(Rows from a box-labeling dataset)
[BEGIN]

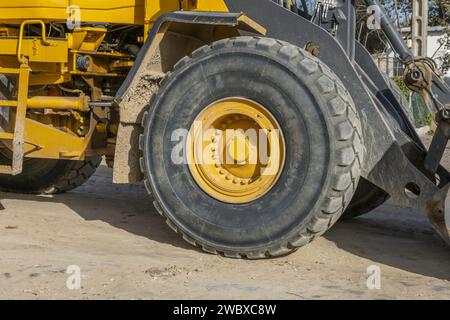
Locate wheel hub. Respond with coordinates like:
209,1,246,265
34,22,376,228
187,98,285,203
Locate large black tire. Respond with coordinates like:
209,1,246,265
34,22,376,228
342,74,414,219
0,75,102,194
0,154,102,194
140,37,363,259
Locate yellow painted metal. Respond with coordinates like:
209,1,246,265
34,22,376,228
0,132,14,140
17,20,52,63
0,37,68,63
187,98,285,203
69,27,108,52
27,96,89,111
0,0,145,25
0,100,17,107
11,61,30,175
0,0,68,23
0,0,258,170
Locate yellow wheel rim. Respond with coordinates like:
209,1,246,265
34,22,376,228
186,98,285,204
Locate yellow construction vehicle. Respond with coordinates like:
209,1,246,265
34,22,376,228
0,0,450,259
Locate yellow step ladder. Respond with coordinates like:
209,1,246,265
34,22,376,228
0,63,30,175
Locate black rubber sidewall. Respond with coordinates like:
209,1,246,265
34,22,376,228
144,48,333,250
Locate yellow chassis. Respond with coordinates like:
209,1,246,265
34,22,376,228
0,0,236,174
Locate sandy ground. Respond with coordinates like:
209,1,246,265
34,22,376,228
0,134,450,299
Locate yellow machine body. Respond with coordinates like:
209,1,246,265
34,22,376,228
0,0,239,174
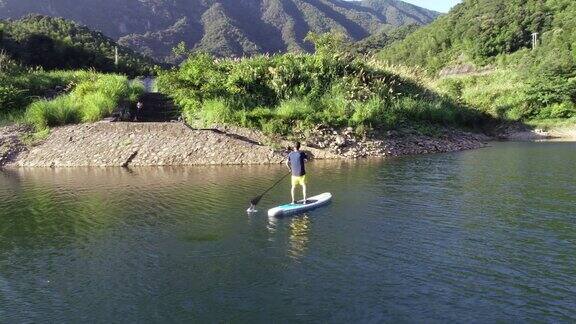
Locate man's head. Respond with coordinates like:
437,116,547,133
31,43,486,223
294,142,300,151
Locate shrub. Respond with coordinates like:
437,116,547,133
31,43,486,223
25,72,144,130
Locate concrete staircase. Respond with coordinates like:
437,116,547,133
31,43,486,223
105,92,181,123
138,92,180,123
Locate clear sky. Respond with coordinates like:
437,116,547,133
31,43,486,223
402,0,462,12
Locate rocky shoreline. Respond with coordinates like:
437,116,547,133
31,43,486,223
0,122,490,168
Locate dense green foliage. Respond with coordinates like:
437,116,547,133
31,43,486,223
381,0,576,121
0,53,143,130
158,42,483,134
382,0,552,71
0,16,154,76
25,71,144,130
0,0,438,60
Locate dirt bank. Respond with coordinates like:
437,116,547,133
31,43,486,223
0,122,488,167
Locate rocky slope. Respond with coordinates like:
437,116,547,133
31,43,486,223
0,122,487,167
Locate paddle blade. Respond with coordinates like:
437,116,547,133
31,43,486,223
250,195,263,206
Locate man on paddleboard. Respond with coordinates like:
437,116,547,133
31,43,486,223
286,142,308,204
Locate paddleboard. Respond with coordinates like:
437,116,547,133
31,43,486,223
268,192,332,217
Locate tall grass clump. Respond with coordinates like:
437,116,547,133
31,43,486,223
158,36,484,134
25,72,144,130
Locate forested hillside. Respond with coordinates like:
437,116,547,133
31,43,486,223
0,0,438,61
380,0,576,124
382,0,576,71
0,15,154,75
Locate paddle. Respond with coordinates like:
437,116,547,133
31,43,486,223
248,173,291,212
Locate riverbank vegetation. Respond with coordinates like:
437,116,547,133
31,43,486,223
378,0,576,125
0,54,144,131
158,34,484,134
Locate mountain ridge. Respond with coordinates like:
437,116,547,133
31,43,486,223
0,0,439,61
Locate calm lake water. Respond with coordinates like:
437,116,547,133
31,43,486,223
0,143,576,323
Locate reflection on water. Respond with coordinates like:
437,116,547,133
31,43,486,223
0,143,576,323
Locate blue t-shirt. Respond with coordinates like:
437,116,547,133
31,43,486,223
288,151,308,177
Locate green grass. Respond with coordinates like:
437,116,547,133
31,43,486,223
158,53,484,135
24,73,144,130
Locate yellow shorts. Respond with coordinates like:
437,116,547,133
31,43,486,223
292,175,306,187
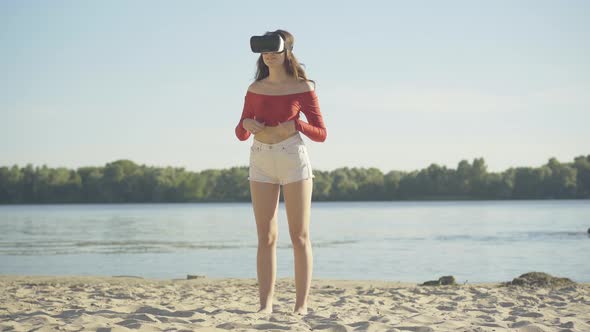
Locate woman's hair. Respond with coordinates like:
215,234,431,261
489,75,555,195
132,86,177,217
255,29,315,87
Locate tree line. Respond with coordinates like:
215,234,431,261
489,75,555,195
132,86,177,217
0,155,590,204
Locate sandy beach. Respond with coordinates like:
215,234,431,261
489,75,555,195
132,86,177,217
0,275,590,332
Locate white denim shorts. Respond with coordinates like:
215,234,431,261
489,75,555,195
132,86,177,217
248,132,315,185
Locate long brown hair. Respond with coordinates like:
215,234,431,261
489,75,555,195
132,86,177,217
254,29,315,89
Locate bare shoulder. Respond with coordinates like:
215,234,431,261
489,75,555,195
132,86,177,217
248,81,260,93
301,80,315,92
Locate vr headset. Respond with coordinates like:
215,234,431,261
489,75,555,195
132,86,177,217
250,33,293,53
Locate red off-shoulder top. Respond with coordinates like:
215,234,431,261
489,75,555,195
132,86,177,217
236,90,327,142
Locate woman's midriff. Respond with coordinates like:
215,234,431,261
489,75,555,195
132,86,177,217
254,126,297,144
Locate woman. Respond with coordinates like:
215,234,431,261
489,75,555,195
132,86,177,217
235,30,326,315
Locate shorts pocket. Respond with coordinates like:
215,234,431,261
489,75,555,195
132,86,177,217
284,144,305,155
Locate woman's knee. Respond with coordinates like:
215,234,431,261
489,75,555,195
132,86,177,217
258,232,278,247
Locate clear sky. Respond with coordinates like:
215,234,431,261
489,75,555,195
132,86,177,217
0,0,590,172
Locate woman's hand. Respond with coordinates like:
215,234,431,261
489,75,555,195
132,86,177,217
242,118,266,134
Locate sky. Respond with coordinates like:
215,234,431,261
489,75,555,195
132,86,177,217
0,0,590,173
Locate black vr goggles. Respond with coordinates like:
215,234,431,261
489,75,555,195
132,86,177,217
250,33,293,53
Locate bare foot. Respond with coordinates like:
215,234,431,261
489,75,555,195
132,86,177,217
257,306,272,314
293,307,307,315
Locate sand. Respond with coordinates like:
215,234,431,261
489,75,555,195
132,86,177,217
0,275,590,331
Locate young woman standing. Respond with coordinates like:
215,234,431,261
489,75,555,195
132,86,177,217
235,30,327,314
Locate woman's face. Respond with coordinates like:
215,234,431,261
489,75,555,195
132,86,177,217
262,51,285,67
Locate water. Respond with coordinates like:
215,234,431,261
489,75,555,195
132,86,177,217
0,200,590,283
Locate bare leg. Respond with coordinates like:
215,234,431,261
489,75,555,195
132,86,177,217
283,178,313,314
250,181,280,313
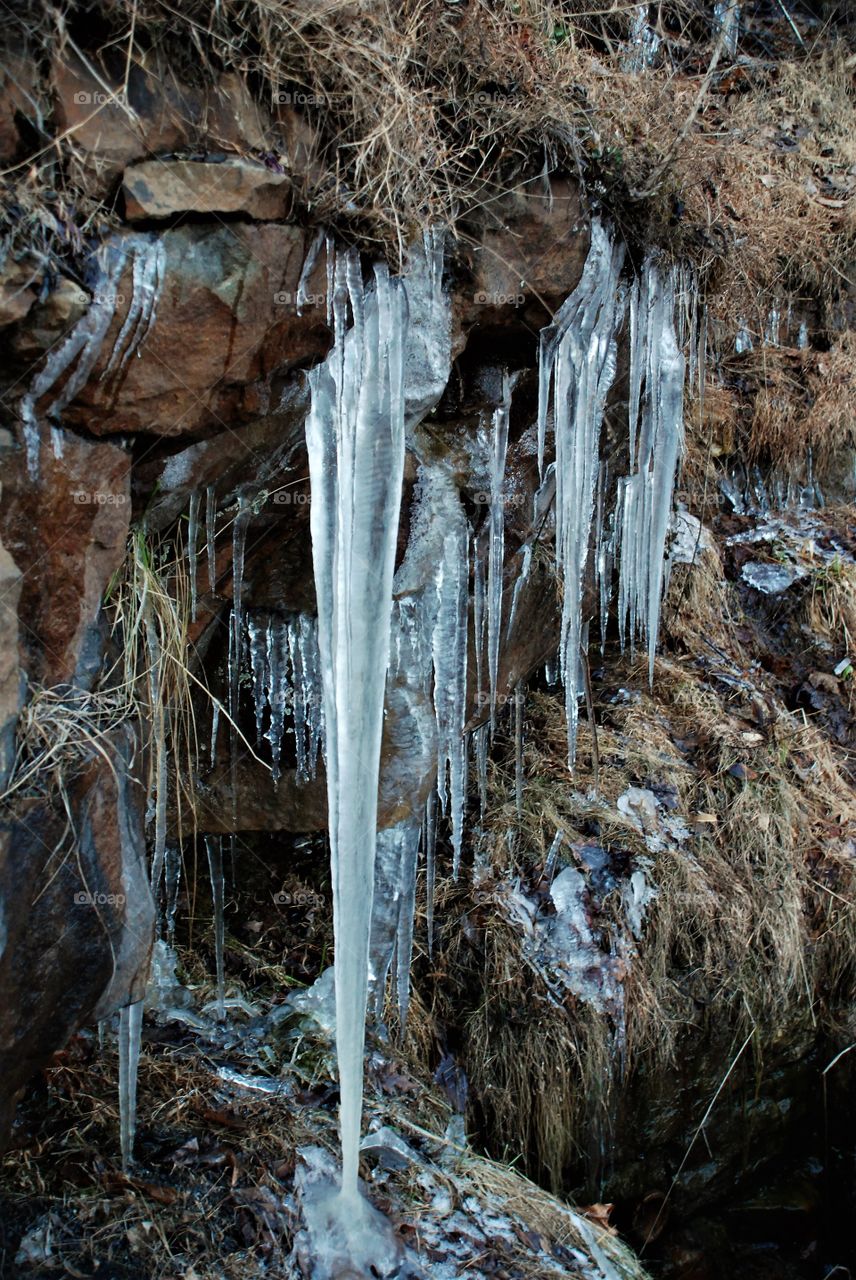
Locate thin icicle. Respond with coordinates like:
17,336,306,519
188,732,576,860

[END]

Instructions to follow:
Rewrite the lines starting at the one containing "Locate white denim" and ending at the one containing "242,118,266,134", requests included, with every number in the answer coordinates increased by 112.

Expected answer:
Locate white denim shorts. Respond with coordinates like:
215,234,431,261
489,75,555,195
132,86,177,217
360,244,427,297
Locate long brown hair. Respond with coordinates like:
215,234,431,261
489,75,555,195
132,86,177,217
366,141,427,201
Locate bare shoulder. Respond with coordinates like:
215,234,431,261
489,75,555,195
132,86,177,217
360,193,372,205
413,192,427,204
Locate vr headset. Respond with coordinates like:
215,234,431,261
489,75,555,195
132,86,177,217
362,145,405,165
Locate red off-shoulder top. Respond with coordinates like:
215,234,431,261
489,75,555,195
132,86,177,217
348,202,439,254
Locate woman's midriff. Respond with coordinates like:
215,234,431,261
489,75,555,195
132,86,177,217
366,238,409,256
Locate woman. Respond with coordinates like:
215,234,431,261
489,75,555,195
132,86,177,217
347,142,438,427
Locate shorts pocket. Respond with coordinates like:
215,234,431,261
489,75,555,195
132,86,177,217
396,256,417,267
Locate woman's knee. Respond with coordinates like:
215,234,431,261
489,75,555,195
132,86,177,217
370,344,390,359
Locate clear sky. Respond with coordinates like:
215,234,431,261
489,75,555,195
132,86,177,217
112,112,702,284
Locate woman's hand. Respond with coordinates like:
215,234,431,261
489,75,555,195
132,86,177,217
354,230,378,246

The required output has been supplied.